[Dataset records — start]

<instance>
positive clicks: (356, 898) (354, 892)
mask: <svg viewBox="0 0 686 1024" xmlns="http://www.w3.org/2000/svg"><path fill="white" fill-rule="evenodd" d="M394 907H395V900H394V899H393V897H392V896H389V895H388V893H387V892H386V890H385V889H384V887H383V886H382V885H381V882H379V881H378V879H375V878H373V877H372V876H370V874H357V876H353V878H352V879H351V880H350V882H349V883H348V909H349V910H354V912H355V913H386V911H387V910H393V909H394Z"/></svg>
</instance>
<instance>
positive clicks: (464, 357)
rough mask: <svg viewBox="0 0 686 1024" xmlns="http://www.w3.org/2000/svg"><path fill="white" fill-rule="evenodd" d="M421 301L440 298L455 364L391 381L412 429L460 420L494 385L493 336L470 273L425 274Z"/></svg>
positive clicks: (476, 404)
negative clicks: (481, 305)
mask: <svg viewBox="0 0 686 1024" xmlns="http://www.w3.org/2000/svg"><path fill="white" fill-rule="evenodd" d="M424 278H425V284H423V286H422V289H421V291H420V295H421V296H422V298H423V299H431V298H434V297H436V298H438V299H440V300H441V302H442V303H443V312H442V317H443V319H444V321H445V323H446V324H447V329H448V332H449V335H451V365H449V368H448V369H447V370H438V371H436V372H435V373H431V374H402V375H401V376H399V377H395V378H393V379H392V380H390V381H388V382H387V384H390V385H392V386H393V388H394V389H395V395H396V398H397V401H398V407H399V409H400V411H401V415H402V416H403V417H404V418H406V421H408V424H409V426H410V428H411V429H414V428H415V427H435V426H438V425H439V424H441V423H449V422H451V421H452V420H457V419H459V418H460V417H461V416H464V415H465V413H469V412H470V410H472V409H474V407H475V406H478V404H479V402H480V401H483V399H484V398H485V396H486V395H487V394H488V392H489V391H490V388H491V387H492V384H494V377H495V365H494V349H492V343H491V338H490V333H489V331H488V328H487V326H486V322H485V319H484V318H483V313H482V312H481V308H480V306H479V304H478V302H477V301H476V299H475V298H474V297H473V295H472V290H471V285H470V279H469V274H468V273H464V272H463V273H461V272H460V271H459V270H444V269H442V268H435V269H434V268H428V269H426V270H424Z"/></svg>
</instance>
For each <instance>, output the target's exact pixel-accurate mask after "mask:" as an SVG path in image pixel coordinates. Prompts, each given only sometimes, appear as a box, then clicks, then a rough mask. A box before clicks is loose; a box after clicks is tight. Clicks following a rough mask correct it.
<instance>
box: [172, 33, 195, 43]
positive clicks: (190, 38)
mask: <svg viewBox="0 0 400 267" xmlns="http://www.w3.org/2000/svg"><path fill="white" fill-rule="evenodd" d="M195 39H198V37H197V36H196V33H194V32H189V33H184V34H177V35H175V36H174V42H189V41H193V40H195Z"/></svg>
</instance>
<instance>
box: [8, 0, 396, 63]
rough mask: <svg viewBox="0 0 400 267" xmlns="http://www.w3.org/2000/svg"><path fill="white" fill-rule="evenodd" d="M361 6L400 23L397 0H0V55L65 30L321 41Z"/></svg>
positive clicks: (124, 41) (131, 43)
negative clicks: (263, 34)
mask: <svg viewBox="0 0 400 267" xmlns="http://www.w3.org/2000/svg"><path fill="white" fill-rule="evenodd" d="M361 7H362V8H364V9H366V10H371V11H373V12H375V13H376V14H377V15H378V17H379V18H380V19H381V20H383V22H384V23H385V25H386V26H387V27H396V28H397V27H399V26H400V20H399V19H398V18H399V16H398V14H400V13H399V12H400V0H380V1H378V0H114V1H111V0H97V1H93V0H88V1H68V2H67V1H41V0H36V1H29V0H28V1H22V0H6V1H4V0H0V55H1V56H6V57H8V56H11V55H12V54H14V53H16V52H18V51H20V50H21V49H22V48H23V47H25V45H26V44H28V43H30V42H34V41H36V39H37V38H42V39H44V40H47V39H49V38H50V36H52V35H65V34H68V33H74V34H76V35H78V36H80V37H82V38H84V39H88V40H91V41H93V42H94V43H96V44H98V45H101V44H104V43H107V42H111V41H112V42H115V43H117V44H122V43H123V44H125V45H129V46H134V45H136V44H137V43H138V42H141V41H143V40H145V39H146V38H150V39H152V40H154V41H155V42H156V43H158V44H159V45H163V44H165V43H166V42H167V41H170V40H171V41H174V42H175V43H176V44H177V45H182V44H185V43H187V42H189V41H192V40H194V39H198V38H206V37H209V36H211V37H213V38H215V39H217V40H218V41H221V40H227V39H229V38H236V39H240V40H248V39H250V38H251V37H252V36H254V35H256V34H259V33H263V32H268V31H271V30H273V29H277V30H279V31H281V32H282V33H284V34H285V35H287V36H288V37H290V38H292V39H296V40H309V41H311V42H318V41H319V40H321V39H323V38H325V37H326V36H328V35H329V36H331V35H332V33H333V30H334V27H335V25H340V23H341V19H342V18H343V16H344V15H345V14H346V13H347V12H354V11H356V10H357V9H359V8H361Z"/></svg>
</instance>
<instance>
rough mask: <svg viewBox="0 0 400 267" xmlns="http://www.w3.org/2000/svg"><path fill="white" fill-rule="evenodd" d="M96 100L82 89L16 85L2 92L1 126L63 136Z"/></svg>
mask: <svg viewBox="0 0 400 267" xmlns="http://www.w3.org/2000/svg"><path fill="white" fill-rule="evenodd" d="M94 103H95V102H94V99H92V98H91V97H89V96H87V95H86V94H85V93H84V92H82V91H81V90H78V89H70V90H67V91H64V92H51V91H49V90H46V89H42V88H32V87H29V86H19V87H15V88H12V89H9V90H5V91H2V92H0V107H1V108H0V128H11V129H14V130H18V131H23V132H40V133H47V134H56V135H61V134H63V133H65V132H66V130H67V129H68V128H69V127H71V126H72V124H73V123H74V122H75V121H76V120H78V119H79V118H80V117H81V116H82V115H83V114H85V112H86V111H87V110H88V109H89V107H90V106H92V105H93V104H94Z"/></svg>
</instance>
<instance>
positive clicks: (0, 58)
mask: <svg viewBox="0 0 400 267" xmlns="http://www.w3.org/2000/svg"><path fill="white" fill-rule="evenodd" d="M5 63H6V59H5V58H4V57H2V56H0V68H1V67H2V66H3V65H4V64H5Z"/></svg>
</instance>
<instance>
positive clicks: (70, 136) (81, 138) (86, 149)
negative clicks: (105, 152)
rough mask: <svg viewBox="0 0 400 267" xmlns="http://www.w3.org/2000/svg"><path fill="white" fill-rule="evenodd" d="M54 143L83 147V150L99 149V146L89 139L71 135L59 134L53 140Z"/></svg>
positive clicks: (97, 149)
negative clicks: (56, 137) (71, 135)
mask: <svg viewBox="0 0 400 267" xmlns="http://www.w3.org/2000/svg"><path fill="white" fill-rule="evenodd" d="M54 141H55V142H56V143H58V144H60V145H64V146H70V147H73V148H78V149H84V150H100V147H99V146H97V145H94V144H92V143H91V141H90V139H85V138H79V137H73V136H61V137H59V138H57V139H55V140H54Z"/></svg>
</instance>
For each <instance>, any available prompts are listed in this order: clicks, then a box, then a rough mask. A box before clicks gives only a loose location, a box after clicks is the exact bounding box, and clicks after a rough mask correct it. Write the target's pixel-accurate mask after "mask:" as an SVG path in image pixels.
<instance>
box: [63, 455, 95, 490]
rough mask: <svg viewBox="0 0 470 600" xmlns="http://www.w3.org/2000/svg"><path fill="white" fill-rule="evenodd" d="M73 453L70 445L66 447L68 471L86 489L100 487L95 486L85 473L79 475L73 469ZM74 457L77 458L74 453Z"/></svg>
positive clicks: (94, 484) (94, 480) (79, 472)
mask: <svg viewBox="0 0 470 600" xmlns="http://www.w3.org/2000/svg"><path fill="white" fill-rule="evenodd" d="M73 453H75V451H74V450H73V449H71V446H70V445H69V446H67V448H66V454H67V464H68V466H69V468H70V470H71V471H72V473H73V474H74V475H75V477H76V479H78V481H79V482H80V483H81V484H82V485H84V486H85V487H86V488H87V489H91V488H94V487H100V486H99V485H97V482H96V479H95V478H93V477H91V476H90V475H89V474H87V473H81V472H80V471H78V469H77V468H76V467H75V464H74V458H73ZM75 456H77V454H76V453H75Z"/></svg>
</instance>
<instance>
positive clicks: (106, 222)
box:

[Dataset records — finish]

Format every line from the beginning of the data through the line containing "positive clicks: (476, 404)", inclusive, as a JSON list of strings, one string per line. Omit blank lines.

**Solution for this problem**.
[
  "<instance>",
  "positive clicks: (356, 898) (354, 892)",
  "mask: <svg viewBox=\"0 0 686 1024\" xmlns=\"http://www.w3.org/2000/svg\"><path fill=\"white\" fill-rule=\"evenodd\" d=\"M394 907H395V900H394V899H393V897H392V896H389V895H388V893H387V892H386V890H385V889H384V887H383V886H382V885H381V882H379V881H378V879H375V878H373V877H372V876H370V874H357V876H353V878H352V879H351V880H350V882H349V883H348V909H349V910H354V912H355V913H386V911H387V910H393V909H394Z\"/></svg>",
  "</instance>",
  "<instance>",
  "positive clicks: (464, 357)",
  "rough mask: <svg viewBox=\"0 0 686 1024\" xmlns=\"http://www.w3.org/2000/svg\"><path fill=\"white\" fill-rule=\"evenodd\" d=\"M421 301L440 298L455 364L391 381L412 429L460 420L494 385L493 336L470 273L425 274Z\"/></svg>",
  "positive clicks: (476, 404)"
]